### Aim 1
Copy the entries below word for word, everything from the line containing "Q: For every instance of the pitched" down to the line containing "x=110, y=405", with both of those lines included.

Monday, 20 June 2011

Discover Interview The Dark Hunter
Physicist Elena Aprile is certain that dark matter exists. She just hasn’t found it yet.
by Fred Guterl
Dark matter sounds like some physicist’s tall tale: There’s this invisible matter, see, and it has this powerful gravitational effect on galaxies. That’s why we know it exists. In fact, it outweighs ordinary matter by about five to one. Problem is, dark matter doesn’t reflect or absorb light, so we can’t see it. Oh, and it rarely interacts with conventional atoms, so we can’t feel it, either. However, we know it makes up a huge part of the universe, so we keep looking for it.
As mind-bending (and perhaps logic-challenging) as these ideas may seem, a lot of physicists are searching for this elusive matter. Elena Aprile is one of the leading lights in this dark business. She heads a prominent dark matter experiment called Xenon, which is based 5,000 feet underground in Italy’s Laboratori Nazionali del Gran Sasso, one of the world’s largest subterranean physics labs. Aprile, who is also a codirector of Columbia University’s Astrophysics Lab, started the project in 2007 with a detector called Xenon10. Since then she has upgraded to the more sensitive Xenon100. “I feel proud to have one of the best instruments in the field for detecting dark matter,” Aprile says of Xenon100. But the huge questions remain: What is dark matter, and how close are scientists to finding it? Aprile recently updated DISCOVER on how things are going in her search for the missing majority of the universe.
Seriously—what is dark matter? 
The best answer is that we have no idea. We know dark matter is there. We’ve known it for more than 70 years. There was a 1933 paper by the Swiss astronomer Fritz Zwicky showing that visible matter is only a small fraction of the universe. Just 18 percent of the matter in the universe is composed of the stuff we know. The remaining 82 percent is what we call dark matter. Other discoveries in astronomy have since reinforced this view that something is missing. We know dark matter is there, but only from its gravitational effects. For example, the presence of dark matter helps explain why our galaxy is stable. The Milky Way is a disk that rotates like a merry-go-round. The question is, what keeps it from flying apart? Gravity, of course, but there is not enough visible matter in the galaxy to account for the amount of gravity needed to hold it together. That’s why we know that there must be other matter there that we can’t see.
What is dark matter composed of? 
We think it’s made of a type of particle that doesn’t like to interact with normal matter [protons, neutrons, and other types of particles] very often. And it’s very heavy, very massive. Perhaps as heavy as an entire lead atom or even heavier. It’s probably a relic particle from the Big Bang, a member of a family of particles that we’ve named weakly interacting massive particles, or WIMPs.
How do we know dark matter consists of some new kind of particle?

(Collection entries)
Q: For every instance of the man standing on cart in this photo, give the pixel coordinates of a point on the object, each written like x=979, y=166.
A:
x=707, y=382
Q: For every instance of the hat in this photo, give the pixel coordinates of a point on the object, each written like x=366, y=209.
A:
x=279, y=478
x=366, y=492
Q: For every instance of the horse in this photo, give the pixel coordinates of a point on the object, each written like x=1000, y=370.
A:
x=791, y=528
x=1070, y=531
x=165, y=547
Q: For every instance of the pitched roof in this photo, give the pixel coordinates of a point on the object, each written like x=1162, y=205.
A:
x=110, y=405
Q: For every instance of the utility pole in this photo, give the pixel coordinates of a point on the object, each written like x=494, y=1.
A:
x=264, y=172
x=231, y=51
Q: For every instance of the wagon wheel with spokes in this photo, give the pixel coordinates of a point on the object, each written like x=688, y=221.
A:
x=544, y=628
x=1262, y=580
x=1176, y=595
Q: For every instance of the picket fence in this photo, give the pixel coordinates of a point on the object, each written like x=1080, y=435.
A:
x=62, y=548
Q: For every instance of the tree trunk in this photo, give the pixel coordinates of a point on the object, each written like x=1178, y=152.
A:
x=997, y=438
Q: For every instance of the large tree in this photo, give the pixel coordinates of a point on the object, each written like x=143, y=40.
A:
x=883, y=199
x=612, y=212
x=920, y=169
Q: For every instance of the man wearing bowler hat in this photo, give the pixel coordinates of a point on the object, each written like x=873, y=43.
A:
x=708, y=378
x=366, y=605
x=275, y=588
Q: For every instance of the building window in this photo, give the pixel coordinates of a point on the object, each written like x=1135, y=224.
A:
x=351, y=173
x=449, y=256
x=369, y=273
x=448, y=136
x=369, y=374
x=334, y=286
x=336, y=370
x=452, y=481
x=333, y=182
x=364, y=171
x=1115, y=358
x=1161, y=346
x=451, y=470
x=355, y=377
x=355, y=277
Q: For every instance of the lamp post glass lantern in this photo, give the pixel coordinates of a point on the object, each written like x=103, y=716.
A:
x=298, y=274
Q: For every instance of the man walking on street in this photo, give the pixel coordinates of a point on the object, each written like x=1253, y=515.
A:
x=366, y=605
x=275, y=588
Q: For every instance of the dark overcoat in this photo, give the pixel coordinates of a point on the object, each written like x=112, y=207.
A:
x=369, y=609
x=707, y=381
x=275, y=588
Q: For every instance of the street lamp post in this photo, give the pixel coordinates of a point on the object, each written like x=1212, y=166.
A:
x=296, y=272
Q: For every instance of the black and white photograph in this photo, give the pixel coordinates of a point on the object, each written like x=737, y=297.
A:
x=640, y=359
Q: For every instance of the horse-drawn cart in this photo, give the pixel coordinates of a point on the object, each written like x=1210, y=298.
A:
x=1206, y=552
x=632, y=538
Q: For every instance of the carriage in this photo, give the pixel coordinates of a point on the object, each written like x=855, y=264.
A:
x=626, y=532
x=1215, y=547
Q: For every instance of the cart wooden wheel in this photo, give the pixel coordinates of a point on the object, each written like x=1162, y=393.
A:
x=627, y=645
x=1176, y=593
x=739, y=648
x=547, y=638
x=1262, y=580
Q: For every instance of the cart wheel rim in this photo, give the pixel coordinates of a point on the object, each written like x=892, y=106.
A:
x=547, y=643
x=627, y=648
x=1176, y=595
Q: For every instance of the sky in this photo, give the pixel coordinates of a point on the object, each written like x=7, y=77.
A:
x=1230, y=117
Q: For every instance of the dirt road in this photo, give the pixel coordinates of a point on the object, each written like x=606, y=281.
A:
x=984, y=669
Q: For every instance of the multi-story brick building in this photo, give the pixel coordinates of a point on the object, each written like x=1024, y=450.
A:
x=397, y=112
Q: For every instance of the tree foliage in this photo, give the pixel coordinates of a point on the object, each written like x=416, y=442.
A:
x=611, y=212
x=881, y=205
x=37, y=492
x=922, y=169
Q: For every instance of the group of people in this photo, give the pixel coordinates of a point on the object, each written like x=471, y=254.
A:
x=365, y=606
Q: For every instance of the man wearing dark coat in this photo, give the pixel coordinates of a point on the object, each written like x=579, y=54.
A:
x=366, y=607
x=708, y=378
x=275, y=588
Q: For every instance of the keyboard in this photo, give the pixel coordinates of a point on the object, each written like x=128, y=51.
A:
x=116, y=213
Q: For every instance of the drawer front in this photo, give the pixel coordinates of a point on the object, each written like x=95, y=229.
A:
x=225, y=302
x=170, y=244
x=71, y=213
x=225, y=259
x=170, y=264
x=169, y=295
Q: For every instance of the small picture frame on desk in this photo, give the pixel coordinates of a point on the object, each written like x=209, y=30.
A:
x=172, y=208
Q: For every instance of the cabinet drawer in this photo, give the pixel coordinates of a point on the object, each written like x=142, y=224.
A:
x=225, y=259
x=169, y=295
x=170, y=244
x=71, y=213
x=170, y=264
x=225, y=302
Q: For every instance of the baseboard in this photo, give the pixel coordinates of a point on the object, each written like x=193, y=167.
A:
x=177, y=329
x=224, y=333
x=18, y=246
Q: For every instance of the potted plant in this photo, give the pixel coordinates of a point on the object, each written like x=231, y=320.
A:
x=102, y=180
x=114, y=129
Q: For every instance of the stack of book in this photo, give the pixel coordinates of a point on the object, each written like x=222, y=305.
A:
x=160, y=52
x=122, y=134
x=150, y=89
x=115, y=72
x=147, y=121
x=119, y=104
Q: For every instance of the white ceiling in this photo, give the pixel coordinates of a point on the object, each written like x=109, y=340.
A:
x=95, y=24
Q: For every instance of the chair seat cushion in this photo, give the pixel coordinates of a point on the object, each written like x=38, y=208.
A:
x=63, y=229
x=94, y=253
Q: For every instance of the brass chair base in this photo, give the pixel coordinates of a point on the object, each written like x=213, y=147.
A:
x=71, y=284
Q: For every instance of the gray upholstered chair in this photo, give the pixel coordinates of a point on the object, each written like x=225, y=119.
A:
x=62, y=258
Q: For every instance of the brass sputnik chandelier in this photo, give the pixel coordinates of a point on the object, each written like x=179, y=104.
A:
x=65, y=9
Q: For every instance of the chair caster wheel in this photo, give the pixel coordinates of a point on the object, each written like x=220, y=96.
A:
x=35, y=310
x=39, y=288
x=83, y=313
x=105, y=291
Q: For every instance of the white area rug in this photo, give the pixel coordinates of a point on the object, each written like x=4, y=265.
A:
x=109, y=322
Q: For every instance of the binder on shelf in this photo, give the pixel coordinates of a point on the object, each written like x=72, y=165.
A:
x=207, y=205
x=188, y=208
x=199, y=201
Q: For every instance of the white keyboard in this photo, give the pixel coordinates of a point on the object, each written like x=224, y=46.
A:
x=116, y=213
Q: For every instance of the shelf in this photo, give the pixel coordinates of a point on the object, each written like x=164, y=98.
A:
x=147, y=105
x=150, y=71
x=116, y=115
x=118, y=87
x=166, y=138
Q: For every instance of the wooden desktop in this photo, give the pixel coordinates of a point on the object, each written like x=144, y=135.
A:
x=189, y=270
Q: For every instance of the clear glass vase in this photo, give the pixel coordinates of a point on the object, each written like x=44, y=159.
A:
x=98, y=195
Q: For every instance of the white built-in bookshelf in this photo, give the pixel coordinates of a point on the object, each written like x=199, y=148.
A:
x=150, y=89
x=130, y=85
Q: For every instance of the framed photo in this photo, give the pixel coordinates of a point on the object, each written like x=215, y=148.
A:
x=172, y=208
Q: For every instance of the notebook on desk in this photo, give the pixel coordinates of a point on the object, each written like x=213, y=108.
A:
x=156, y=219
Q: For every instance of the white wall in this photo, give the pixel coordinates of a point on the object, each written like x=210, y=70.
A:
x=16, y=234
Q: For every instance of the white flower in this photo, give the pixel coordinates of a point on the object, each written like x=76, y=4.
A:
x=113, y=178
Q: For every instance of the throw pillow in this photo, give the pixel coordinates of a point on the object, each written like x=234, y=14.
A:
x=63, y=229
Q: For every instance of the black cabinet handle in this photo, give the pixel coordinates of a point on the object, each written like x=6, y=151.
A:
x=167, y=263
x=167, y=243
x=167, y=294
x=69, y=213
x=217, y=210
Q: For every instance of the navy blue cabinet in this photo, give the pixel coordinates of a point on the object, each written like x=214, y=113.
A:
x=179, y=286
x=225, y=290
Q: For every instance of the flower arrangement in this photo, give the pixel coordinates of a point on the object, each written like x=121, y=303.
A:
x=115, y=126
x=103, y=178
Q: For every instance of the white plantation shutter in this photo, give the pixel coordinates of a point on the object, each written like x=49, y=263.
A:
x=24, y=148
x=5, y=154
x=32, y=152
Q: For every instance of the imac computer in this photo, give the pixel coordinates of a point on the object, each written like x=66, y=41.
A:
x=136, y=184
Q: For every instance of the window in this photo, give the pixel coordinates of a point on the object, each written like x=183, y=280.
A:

### Aim 2
According to the dark matter interview, in what year did Elena Aprile start the Xenon project?

### Solution 1
Q: For every instance of the pitched roof in this photo, give the pixel coordinates of a point on the object, each written like x=1162, y=205.
A:
x=110, y=405

### Solution 2
2007